WHAT IS ASKED:
1 - Print the section of the KVM selftest patch that begins at the words "Signed-off-by: Isaku Yamahata" and ends after the words "changed, 722 insertions(+)", with every character unchanged.
2 - Proceed with the KVM hardware-poison selftest patch by writing the lines that follow its final line.
**** TEXT EXCERPT
Signed-off-by: Isaku Yamahata <[email protected]>
---
tools/testing/selftests/kvm/Makefile | 1 +
.../testing/selftests/kvm/mem_hwpoison_test.c | 721 ++++++++++++++++++
2 files changed, 722 insertions(+)
create mode 100644 tools/testing/selftests/kvm/mem_hwpoison_test.c
diff --git a/tools/testing/selftests/kvm/Makefile b/tools/testing/selftests/kvm/Makefile
index a3bb36fb3cfc..ec9b4c6f1e75 100644
--- a/tools/testing/selftests/kvm/Makefile
+++ b/tools/testing/selftests/kvm/Makefile
@@ -128,6 +128,7 @@ TEST_GEN_PROGS_x86_64 += hardware_disable_test
TEST_GEN_PROGS_x86_64 += kvm_create_max_vcpus
TEST_GEN_PROGS_x86_64 += kvm_page_table_test
TEST_GEN_PROGS_x86_64 += max_guest_memory_test
+TEST_GEN_PROGS_x86_64 += mem_hwpoison_test
TEST_GEN_PROGS_x86_64 += memslot_modification_stress_test
TEST_GEN_PROGS_x86_64 += memslot_perf_test
TEST_GEN_PROGS_x86_64 += rseq_test
diff --git a/tools/testing/selftests/kvm/mem_hwpoison_test.c b/tools/testing/selftests/kvm/mem_hwpoison_test.c
new file mode 100644
index 000000000000..cc4cdc6420fe
--- /dev/null
+++ b/tools/testing/selftests/kvm/mem_hwpoison_test.c
@@ -0,0 +1,721 @@
+// SPDX-License-Identifier: GPL-2.0
+/*
+ * Copyright (C) 2022, Google LLC.
+ * Copyright (C) 2023, Intel Corp.
+ */
+#define _GNU_SOURCE /* for program_invocation_short_name */
+
+#include <pthread.h>
+#include <signal.h>
+#include <setjmp.h>
+
+#include <linux/fadvise.h>
+#include <linux/sizes.h>
+
+#include <processor.h>
+
+#define DATA_SLOT 10
+#define DATA_GPA ((uint64_t)(1ull << 32))
+#define DATA_SIZE ((uint64_t)(SZ_2M))
+
+enum ucall_syncs {
+ /* Give kvm a chance to inject mce */
+ GUEST_NOP,
+ GUEST_HWPOISON,
+};
+
+static void guest_sync_nop(void)
+{
+ ucall(UCALL_SYNC, 1, GUEST_NOP);
+}
+
+static void guest_sync_hwpoison(uint64_t gpa)
+{
+ ucall(UCALL_SYNC, 2, GUEST_HWPOISON, gpa);
+}
+
+static void memcmp_g(const char *file, unsigned int line, uint64_t gpa,
+ uint8_t pattern, uint64_t size)
+{
+ uint8_t *mem = (uint8_t *)gpa;
+ size_t i;
+
+ for (i = 0; i < size; i++) {
+ if (mem[i] == pattern)
********
**** RECORD EXCERPTS
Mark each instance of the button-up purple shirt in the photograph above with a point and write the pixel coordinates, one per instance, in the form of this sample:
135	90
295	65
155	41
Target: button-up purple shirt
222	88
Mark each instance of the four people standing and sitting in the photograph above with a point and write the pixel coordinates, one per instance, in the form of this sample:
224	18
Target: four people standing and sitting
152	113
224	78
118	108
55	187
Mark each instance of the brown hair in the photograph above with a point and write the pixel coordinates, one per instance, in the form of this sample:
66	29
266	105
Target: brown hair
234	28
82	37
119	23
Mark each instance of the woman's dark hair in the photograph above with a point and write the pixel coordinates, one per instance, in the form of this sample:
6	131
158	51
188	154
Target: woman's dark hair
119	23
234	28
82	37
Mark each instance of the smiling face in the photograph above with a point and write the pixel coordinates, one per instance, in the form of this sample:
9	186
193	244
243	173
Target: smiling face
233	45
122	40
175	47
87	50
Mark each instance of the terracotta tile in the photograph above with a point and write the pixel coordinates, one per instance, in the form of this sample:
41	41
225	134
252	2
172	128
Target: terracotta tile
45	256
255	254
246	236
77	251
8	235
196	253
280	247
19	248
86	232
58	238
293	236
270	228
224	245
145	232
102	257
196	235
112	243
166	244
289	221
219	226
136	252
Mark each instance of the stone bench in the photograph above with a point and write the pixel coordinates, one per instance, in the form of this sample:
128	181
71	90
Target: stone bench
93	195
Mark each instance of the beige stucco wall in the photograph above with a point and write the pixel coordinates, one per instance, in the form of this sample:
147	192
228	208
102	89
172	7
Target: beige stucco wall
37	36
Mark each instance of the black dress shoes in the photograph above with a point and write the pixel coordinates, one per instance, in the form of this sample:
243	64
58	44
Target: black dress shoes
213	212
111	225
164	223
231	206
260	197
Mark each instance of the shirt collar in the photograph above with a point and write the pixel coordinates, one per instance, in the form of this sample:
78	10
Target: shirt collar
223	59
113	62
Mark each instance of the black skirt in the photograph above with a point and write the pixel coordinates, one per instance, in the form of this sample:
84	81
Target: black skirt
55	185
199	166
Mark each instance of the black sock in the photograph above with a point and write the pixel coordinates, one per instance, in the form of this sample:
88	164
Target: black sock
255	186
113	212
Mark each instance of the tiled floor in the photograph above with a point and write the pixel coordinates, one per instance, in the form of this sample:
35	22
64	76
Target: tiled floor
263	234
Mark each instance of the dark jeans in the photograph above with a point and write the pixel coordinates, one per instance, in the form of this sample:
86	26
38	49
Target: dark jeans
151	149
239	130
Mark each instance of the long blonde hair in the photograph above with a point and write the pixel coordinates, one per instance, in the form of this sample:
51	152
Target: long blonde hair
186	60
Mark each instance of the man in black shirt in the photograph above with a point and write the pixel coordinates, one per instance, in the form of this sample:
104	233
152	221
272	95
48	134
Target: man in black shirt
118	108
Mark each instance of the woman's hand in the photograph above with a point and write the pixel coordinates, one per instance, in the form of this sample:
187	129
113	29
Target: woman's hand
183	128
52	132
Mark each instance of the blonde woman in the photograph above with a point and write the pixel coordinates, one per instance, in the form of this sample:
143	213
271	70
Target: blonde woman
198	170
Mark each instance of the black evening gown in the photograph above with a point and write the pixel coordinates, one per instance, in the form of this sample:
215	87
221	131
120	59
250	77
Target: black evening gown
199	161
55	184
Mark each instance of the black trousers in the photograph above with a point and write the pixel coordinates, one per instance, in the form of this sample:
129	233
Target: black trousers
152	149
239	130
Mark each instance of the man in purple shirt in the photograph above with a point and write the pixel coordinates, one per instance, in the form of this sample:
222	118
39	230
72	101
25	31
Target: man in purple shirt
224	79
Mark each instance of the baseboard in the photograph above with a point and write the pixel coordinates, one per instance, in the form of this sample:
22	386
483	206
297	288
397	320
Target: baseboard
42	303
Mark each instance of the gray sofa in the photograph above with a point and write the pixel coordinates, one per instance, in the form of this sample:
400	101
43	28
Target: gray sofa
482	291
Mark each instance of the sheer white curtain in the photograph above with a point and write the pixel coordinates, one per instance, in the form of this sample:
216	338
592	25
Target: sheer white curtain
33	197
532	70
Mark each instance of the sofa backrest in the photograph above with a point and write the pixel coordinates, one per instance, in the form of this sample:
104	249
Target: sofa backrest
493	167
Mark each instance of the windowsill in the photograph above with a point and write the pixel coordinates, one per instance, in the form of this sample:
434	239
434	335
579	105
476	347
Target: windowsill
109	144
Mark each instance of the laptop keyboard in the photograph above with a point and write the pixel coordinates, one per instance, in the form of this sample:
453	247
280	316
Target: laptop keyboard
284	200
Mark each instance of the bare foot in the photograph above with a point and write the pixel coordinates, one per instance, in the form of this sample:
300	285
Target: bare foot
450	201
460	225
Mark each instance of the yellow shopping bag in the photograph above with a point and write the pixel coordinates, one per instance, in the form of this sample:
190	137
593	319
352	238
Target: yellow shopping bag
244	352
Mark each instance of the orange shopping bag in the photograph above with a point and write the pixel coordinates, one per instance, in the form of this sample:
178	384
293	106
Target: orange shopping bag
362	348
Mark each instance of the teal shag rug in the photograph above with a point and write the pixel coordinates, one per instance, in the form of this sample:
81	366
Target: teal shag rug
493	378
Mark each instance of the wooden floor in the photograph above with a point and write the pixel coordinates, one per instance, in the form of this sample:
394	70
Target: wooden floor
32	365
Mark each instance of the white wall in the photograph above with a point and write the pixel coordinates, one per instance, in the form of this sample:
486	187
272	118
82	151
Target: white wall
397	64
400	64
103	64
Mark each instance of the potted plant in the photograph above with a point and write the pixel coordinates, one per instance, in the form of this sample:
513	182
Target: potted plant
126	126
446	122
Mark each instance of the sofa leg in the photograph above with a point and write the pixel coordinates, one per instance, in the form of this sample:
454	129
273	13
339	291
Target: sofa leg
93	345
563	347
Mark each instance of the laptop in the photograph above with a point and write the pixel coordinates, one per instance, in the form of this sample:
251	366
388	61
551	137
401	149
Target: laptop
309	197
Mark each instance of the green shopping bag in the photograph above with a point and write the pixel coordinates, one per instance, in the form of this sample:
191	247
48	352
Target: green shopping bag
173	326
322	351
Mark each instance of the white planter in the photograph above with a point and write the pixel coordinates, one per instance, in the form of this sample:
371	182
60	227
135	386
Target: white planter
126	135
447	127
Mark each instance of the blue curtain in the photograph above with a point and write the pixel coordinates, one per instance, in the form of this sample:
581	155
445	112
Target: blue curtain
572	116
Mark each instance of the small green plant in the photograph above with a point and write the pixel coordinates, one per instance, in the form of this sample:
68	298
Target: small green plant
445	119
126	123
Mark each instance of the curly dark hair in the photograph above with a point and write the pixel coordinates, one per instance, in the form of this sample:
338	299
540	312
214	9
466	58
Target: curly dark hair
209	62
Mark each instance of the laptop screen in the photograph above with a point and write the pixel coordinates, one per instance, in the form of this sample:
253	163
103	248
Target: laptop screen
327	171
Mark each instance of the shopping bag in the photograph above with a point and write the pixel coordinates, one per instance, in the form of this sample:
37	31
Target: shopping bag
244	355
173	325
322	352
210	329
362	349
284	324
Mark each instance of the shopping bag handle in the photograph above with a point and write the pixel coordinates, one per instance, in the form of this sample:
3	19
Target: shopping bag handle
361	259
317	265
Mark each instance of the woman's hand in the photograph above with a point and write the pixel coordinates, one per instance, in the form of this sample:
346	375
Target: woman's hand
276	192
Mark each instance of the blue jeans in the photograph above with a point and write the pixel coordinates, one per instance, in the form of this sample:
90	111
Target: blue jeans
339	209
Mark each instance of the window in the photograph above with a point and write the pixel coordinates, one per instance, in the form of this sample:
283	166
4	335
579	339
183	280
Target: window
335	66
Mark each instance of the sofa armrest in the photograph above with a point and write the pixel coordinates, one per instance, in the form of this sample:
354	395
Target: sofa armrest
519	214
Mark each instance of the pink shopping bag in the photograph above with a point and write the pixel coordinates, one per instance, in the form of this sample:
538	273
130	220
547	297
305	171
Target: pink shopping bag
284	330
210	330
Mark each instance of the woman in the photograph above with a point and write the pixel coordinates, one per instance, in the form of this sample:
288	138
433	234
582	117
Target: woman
********
EXPECTED OUTPUTS:
1 -
Signed-off-by: Isaku Yamahata <[email protected]>
---
tools/testing/selftests/kvm/Makefile | 1 +
.../testing/selftests/kvm/mem_hwpoison_test.c | 721 ++++++++++++++++++
2 files changed, 722 insertions(+)

2 -
+ continue;
+
+ ucall_assert(UCALL_ABORT, "mem[i] == pattern",
+ file, line,
+ "Expected 0x%x at offset %lu (gpa 0x%lx), got 0x%x",
+ pattern, i, gpa + i, mem[i]);
+ }
+}
+#define MEMCMP_G(gpa, pattern, size) \
+ memcmp_g(__FILE__, __LINE__, (gpa), (pattern), (size))
+
+static const uint64_t test_offsets[] = {
+ 0,
+ PAGE_SIZE,
+};
+
+static void guest_code(uint64_t gpa, bool huge_page, bool do_wait)
+{
+ const uint8_t init_p = 0xcc;
+ uint64_t r;
+ int i;
+
+ for (i = 0; i < ARRAY_SIZE(test_offsets); i++) {
+ uint64_t offset = test_offsets[i];
+ uint64_t base = gpa + offset;
+
+ /*
+ * Set the test region to non-zero to differentiate it from the
+ * page newly assigned.
+ */
+ memset((void *)gpa, init_p, SZ_2M);
+ if (do_wait)
+ /* Hold mce injector. */
+ WRITE_ONCE(*(uint8_t *)gpa, 0);
+
+ /* Ask VMM to poison the page. */
+ guest_sync_hwpoison(base);
+
+ if (do_wait) {
+ /* Allow mce injector to continue. */
+ WRITE_ONCE(*(uint8_t *)gpa, init_p);
+
+ /* Wait for poisoned page zeroed. */
+ while (READ_ONCE(*(uint8_t *)base) == init_p)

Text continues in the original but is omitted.